** START EXCERPTED RECORDS **

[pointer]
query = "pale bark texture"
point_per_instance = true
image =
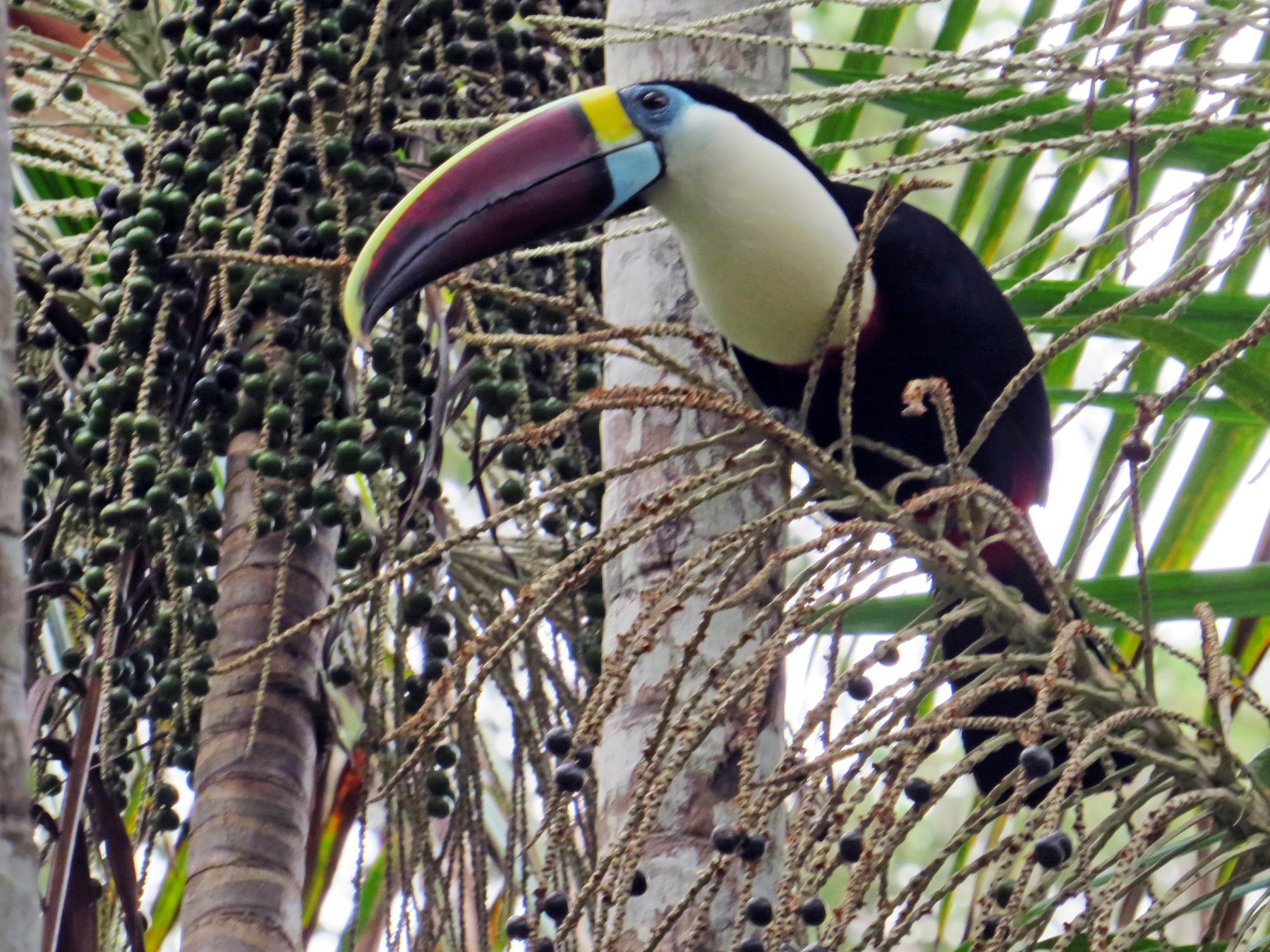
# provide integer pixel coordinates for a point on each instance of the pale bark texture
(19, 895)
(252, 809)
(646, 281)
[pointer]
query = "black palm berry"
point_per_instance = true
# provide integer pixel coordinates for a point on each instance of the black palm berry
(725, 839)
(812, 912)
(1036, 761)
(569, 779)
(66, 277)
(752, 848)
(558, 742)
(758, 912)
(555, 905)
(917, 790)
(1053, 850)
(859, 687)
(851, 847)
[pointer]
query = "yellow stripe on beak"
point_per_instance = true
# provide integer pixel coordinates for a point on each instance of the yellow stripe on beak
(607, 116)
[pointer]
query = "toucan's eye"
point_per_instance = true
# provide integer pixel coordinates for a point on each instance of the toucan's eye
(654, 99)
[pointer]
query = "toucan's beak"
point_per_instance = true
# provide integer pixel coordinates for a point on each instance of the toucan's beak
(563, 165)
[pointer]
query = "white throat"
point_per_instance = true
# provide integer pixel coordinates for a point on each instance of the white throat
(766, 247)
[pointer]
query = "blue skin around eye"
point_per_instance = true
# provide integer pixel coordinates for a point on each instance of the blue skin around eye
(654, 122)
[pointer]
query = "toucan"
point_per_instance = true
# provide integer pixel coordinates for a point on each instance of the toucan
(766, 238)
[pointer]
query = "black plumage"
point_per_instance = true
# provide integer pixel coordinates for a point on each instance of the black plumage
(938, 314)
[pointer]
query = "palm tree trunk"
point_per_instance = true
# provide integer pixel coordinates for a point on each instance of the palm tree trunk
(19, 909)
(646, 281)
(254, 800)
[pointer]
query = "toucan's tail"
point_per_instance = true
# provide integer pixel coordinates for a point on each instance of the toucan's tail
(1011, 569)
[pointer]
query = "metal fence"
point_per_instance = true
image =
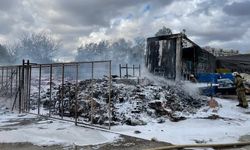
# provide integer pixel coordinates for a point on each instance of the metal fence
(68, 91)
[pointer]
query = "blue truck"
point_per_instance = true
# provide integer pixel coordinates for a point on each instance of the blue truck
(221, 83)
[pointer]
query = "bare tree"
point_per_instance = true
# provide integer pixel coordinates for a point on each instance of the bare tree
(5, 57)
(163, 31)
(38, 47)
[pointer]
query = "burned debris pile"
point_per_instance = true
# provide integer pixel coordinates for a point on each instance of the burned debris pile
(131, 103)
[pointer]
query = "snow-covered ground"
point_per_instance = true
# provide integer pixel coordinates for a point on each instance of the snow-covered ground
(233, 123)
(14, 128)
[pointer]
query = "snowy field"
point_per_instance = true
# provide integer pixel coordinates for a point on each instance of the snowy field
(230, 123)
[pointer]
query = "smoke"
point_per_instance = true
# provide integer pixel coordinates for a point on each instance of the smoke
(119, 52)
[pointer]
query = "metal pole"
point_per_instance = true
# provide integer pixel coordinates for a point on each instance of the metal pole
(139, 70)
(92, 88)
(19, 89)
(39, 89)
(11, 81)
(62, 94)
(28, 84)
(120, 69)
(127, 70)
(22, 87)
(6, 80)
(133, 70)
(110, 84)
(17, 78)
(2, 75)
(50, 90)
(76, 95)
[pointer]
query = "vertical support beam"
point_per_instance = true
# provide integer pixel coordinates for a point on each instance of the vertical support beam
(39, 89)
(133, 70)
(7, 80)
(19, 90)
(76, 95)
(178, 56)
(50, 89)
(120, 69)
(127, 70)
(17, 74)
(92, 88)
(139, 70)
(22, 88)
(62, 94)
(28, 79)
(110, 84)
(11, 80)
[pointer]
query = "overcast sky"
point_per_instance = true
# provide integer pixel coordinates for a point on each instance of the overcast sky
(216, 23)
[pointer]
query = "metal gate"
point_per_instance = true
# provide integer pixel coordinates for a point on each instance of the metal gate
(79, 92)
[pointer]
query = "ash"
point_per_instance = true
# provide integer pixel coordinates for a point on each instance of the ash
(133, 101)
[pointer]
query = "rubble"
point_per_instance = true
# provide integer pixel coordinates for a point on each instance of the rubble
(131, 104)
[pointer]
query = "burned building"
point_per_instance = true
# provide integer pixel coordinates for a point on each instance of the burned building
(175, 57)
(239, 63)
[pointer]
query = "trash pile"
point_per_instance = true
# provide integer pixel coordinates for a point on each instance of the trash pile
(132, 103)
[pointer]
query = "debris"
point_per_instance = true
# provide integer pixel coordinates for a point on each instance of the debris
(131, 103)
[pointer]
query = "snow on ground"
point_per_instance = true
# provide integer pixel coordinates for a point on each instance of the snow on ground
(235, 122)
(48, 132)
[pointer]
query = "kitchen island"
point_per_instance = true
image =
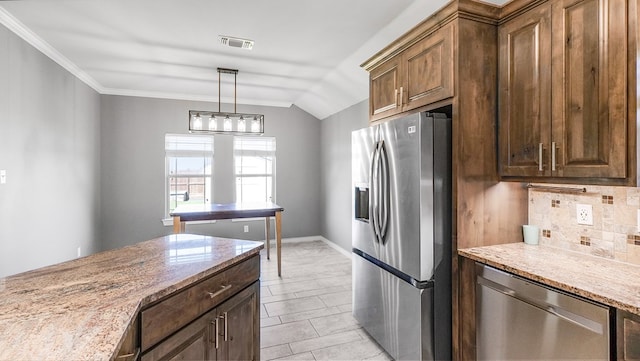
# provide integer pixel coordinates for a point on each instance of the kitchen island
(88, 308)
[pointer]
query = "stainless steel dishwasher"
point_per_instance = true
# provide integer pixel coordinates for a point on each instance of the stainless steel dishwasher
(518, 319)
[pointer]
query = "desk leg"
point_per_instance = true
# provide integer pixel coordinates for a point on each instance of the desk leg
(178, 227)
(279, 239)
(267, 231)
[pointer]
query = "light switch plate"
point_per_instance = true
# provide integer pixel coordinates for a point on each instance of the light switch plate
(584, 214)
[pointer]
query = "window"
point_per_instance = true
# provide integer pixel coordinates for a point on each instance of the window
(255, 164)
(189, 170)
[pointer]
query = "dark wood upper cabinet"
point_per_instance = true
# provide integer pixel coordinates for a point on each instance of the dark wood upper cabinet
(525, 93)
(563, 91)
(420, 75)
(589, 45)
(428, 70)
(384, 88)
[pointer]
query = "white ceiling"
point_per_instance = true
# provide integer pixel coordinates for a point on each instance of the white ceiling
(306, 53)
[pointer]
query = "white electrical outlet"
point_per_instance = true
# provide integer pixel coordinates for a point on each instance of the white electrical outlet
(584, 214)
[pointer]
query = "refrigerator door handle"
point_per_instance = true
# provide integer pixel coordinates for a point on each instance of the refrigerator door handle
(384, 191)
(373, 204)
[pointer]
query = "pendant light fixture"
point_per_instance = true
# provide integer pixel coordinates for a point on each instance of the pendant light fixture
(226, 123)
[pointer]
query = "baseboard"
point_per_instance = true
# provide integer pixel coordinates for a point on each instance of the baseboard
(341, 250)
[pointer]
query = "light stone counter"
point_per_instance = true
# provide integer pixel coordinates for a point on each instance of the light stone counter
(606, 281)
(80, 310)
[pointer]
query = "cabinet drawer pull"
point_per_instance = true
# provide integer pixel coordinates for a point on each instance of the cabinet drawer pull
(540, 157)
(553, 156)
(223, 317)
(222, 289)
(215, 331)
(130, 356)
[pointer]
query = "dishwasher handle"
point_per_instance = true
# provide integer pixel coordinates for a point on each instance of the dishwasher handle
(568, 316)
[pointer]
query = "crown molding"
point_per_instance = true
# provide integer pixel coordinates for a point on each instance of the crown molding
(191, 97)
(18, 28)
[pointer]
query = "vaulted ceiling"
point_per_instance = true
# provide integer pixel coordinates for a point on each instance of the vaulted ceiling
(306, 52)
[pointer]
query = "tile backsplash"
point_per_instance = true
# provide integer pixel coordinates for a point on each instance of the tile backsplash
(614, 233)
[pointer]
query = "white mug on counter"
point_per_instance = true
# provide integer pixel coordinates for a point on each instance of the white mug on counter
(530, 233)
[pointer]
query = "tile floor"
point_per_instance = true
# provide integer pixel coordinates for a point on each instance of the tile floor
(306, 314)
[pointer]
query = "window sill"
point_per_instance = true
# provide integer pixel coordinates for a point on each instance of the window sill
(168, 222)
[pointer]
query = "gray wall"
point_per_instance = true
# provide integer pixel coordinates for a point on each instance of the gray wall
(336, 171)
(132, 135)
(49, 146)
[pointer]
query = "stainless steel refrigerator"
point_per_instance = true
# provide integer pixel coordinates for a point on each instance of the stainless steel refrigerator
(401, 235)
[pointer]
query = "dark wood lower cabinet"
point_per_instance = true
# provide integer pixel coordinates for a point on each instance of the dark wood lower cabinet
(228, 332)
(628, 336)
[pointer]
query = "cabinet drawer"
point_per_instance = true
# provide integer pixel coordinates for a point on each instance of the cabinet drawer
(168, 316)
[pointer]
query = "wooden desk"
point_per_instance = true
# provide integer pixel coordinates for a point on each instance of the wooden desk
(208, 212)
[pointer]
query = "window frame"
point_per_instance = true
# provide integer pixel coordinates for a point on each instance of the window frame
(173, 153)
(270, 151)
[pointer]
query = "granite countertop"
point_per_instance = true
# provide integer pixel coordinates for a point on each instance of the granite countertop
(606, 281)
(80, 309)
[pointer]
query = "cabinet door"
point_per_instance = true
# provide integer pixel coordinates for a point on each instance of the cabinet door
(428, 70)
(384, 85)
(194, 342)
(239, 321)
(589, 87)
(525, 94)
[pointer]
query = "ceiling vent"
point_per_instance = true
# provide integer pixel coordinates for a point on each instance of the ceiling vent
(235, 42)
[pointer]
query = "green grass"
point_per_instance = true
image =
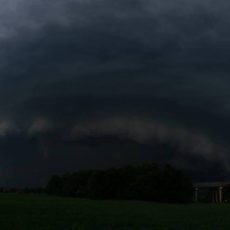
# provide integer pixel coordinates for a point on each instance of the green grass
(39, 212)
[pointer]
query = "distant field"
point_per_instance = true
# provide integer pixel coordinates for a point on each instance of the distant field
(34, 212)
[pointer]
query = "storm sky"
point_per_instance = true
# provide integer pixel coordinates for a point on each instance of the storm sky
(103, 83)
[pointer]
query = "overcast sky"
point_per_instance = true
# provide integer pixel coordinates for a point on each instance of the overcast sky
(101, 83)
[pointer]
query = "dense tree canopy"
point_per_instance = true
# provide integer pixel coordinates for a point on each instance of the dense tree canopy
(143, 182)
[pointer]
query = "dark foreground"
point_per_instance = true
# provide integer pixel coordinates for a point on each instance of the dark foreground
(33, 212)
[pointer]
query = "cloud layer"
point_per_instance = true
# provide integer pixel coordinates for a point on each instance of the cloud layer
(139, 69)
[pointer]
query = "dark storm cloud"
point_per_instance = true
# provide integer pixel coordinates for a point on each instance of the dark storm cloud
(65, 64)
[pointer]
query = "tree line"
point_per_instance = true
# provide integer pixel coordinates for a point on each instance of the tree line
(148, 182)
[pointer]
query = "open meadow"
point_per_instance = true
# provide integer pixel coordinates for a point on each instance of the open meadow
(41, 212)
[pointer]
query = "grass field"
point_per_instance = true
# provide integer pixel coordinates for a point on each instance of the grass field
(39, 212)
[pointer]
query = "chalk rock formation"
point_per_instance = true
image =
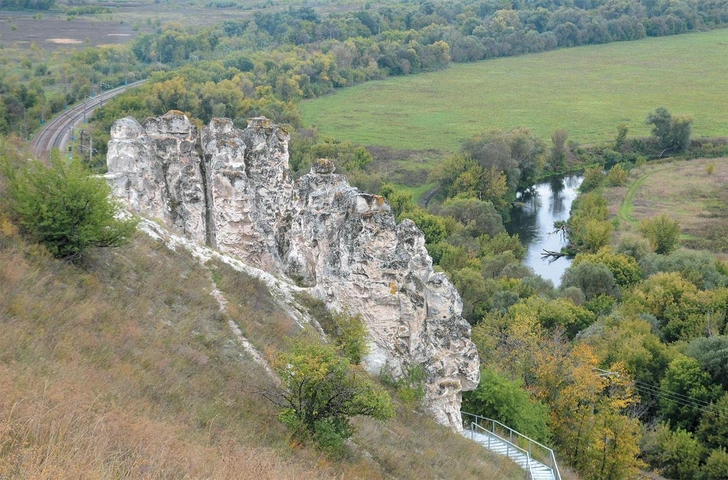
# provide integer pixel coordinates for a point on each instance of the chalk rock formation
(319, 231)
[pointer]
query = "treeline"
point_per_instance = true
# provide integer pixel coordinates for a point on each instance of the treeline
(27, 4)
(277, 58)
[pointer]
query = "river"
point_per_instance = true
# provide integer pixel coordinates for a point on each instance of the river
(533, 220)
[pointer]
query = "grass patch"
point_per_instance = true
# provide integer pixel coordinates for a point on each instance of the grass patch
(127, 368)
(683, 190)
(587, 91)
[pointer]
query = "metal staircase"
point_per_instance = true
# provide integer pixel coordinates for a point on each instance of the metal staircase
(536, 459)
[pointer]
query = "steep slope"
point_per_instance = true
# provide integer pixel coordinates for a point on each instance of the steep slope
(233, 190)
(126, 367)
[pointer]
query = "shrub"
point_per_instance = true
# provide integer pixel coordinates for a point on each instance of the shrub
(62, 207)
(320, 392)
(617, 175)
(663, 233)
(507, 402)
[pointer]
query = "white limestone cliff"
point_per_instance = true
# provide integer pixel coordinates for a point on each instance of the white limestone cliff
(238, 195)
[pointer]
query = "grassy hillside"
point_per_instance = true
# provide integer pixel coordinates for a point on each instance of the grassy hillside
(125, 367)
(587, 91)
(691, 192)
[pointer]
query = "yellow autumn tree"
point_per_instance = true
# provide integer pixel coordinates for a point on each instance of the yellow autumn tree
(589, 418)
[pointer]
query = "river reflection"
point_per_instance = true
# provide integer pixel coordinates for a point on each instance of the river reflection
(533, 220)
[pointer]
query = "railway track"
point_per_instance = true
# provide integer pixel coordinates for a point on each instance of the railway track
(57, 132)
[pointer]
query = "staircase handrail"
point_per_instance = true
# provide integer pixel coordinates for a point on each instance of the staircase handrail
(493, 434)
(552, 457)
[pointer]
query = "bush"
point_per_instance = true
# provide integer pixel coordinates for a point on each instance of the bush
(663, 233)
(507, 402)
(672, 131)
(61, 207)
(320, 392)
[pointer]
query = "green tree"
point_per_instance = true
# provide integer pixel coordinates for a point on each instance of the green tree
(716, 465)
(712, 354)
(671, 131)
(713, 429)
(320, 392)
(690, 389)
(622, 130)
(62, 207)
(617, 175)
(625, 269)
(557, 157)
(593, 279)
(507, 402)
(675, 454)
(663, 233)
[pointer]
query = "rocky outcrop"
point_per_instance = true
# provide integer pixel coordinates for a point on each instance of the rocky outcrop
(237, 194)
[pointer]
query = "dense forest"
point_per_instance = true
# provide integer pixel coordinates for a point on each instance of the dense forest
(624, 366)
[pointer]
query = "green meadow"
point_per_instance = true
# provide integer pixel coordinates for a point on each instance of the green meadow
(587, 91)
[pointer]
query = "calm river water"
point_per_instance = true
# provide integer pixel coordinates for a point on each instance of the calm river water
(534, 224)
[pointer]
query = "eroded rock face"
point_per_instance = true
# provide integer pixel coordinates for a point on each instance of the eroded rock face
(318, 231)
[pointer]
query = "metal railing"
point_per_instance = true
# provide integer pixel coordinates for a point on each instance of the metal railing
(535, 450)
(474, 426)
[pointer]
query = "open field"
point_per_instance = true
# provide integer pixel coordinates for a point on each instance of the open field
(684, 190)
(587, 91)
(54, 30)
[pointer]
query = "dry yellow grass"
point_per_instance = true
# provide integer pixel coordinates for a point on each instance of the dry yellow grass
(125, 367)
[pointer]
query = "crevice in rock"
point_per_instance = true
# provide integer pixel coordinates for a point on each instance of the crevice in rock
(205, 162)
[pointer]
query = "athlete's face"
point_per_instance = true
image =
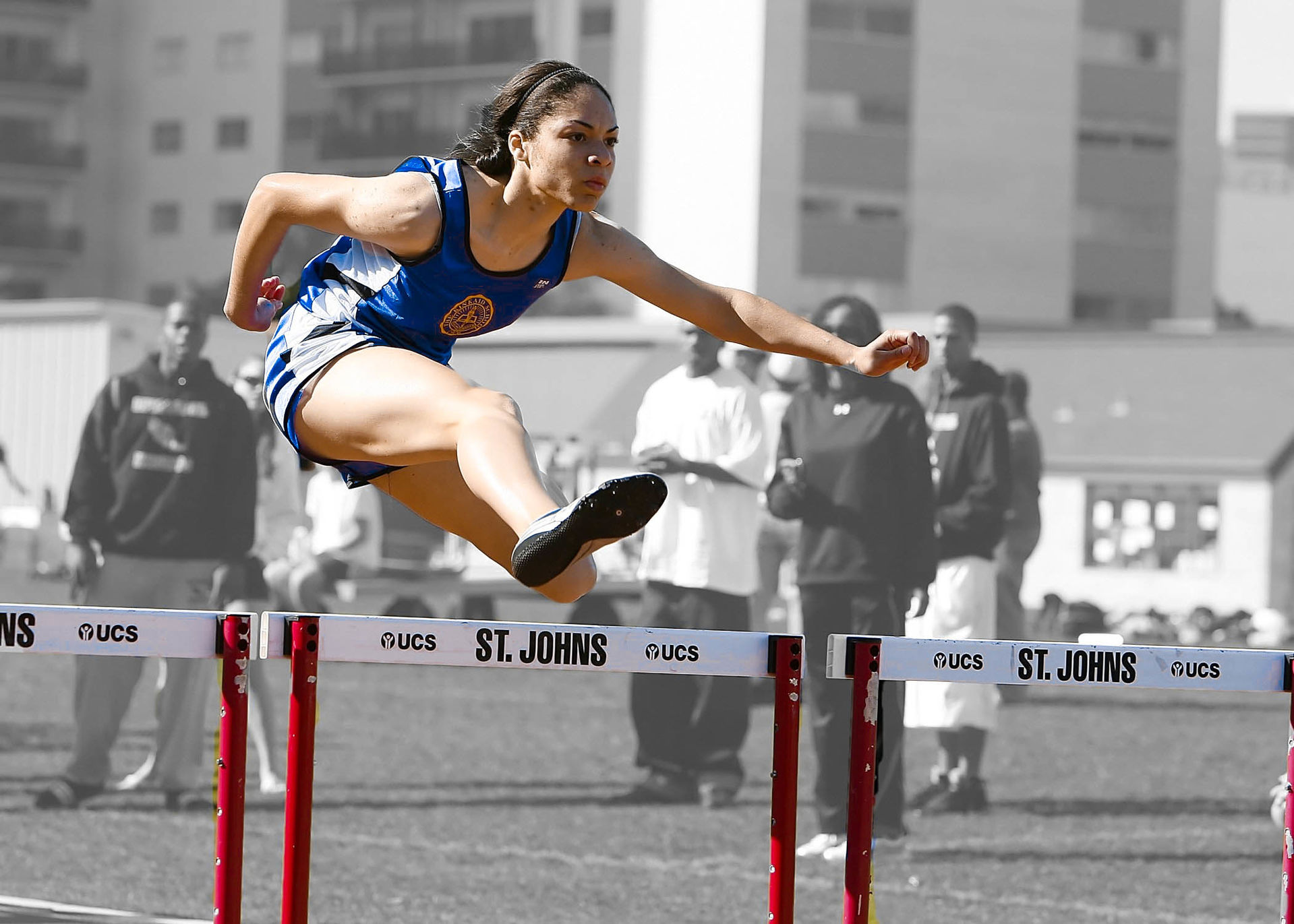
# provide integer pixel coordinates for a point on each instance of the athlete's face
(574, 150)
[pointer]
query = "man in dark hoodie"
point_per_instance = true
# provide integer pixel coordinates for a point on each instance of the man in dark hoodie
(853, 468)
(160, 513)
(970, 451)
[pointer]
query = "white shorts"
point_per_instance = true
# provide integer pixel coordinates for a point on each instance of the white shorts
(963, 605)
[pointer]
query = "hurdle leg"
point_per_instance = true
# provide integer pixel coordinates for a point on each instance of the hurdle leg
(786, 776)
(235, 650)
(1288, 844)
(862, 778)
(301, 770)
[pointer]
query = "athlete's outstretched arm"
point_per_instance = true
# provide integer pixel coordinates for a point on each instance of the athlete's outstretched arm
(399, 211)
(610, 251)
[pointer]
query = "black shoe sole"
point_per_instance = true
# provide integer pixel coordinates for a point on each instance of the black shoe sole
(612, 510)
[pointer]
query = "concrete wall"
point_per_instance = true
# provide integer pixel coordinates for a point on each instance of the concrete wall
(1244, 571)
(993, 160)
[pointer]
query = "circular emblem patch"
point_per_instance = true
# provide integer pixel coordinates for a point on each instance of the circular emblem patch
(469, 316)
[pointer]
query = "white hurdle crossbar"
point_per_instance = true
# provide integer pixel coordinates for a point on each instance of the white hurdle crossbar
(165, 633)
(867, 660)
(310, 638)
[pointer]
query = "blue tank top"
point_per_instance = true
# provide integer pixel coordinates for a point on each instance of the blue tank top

** END EXCERPTED RECORDS **

REQUIREMENTS: How many lines of the material above contain the string "distant", counting only matches with the same case? Give only the number.

EXERCISE ANSWER: 2